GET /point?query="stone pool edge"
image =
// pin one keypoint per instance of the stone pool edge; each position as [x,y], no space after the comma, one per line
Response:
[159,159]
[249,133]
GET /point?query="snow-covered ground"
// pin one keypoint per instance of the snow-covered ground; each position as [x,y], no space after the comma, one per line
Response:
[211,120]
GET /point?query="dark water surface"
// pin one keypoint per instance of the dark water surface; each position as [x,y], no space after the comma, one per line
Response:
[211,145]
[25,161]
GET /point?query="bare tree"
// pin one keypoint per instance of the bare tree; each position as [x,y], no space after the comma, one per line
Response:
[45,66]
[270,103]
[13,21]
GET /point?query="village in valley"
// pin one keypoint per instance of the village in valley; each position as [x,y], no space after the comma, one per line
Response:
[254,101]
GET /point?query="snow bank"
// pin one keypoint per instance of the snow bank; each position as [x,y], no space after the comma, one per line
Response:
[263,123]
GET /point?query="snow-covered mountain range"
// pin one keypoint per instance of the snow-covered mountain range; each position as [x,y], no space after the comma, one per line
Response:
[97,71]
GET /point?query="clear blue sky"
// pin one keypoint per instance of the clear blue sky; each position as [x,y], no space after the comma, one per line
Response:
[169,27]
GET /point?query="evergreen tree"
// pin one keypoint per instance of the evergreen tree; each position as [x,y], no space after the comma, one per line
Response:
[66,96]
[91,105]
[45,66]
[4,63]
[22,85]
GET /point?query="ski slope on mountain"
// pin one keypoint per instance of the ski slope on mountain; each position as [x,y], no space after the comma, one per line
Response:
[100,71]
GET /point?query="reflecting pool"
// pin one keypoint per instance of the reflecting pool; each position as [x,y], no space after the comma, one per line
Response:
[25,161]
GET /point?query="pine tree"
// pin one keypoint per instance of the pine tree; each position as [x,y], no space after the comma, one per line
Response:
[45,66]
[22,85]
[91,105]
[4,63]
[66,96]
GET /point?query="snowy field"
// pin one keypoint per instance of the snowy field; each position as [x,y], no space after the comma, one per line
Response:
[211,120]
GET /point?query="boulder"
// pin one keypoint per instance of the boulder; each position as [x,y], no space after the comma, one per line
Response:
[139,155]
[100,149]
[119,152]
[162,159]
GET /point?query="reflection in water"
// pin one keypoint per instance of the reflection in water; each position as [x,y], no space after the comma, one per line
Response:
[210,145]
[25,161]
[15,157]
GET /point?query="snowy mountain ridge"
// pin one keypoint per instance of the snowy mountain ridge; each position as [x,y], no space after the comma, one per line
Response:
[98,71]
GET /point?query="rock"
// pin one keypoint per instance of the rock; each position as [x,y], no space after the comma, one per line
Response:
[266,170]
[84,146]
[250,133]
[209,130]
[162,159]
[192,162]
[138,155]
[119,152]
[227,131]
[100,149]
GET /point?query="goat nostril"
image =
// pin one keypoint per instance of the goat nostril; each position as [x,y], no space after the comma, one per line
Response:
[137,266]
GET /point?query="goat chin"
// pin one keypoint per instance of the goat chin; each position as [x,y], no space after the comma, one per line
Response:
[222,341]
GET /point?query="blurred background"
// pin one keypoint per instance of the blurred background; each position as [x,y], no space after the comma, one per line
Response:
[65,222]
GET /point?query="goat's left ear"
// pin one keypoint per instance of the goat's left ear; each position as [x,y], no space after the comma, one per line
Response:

------

If a line of the records above includes the word "pool", count it; state the final number with no other words.

### REPLY TO THE EXERCISE
4